[begin DOCUMENT SECTION]
Article by Michael CliveOh, Marie!
by Michael Clive
Girls who grow up to find love and success in a man’s world are no strangers to American audiences. In Irving Berlin’s Annie Get Your Gun, for example, Annie Oakley informs rival sharpshooter Frank Butler that “anything you can do, I can do better.” Not unlike Elly May Clampett, who could out-rassle her strapping cousin Jethro Bodine on television’s classic The Beverly Hillbillies. But while the captivating heroine of The Daughter of the Regiment fits this mold, she and her aristocratic relations are very French — and not the folks we thought we knew.
For Gaetano Donizetti, who composed this tuneful romp, Marie’s French-ness was a high-stakes challenge. Though he had already composed sensationally popular comic operas, La fille du régiment was his first composed expressly in the French style for French audiences. They were already familiar with his Italian-language comedies, but expected something different this time. And some disgruntled French opera composers were openly hoping for its failure.
[end DOCUMENT SECTION]
[begin SUPPLIED INFORMATION]
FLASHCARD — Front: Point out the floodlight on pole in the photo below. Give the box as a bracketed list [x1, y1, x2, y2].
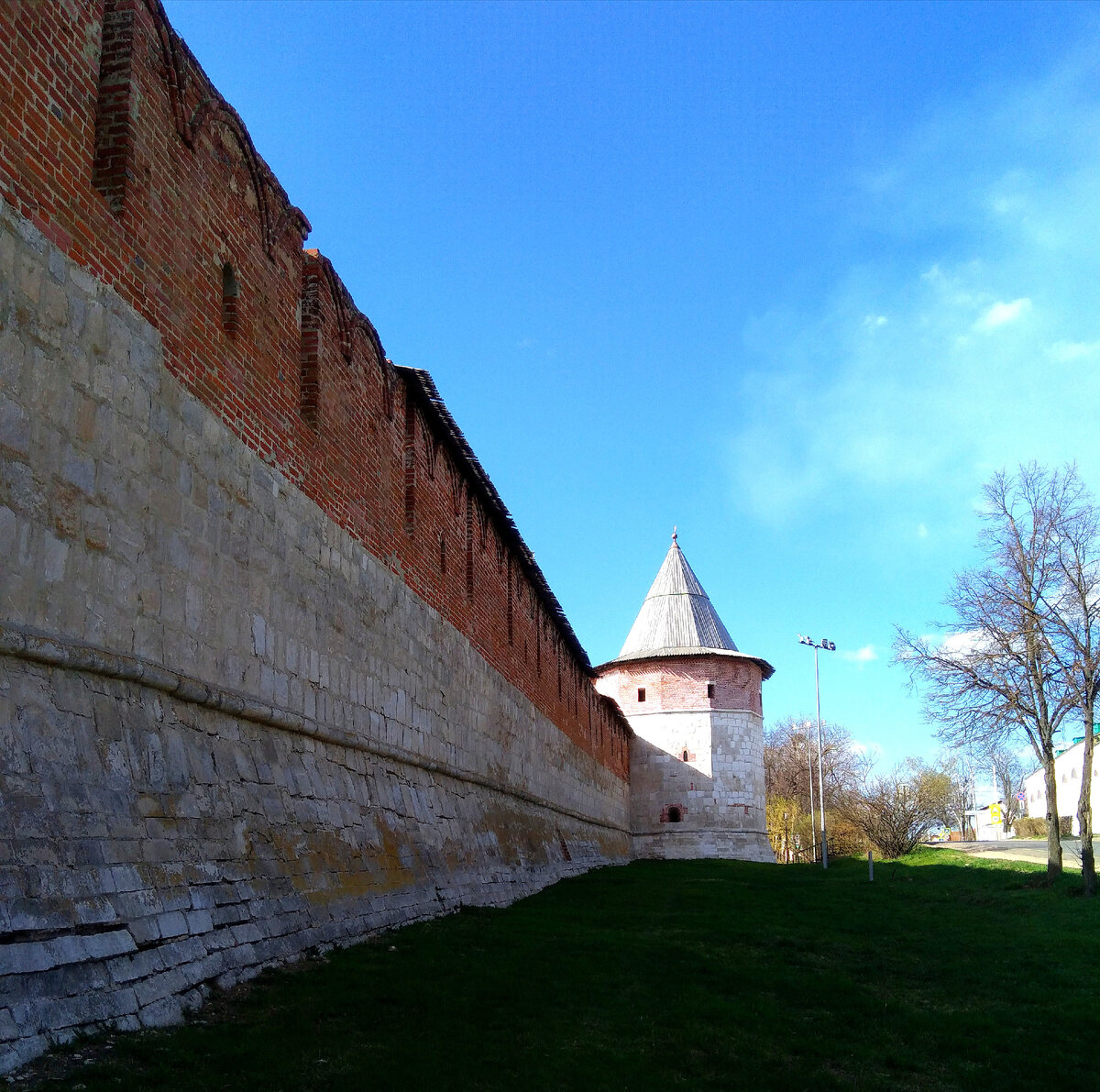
[798, 633, 836, 868]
[end SUPPLIED INFORMATION]
> GIVEN TASK A: List every person or character named in the article about The Daughter of the Regiment, including its writer.
> GIVEN TASK B: Write the next part of the article about The Daughter of the Regiment, picking up after its last sentence.

> FINAL ANSWER A:
- Michael Clive
- Irving Berlin
- Annie Oakley
- Frank Butler
- Elly May Clampett
- Jethro Bodine
- Marie
- Gaetano Donizetti

> FINAL ANSWER B:
Born in the mountain town of Bergamo in 1797, Gaetano Donizetti made his mark in Italian opera at a time when the rules of the game were strict for both composers and librettists. Solo arias and ensembles, which required beautiful melodies and opportunities for vocal display, had to be arrayed in the approved structure. In comic operas, the characters were variations on archetypes handed down through generations of commedia dell’arte tradition. More serious operas required a high moral purpose and characters of noble birth or character.
Though he composed by these rules (and at amazing speed), Donizetti imbued them with a freshness and sensitivity to character that astonished librettists and audiences alike. Even so, Marie, the heroine of The Daughter of the Regiment, is not someone whom Italian operagoers of the day would have recognized. By 1838 success had brought Donizetti to Paris, Europe’s undisputed cultural capitol at that time, to revise his opera Poliuto as Les martyrs for the Paris Opéra. A delay in the production gave Donizetti a chance to squeeze in something new—something that became his first comic opera in the French style, La fille du régiment. His Italian-style comedy The Elixir of Love had aroused an adoring public at the Parisian Théâtre-Italien, but nothing suggests that Donizetti harbored similar ambitions for his “Daughter,” who seemed rather more casually conceived and experimental. “I have written, orchestrated, and delivered a little opera for the Opéra-Comique which will be given in a month or 40 days,” he wrote of it to a friend, seemingly with no expectation that it would conquer the world’s opera houses so quickly.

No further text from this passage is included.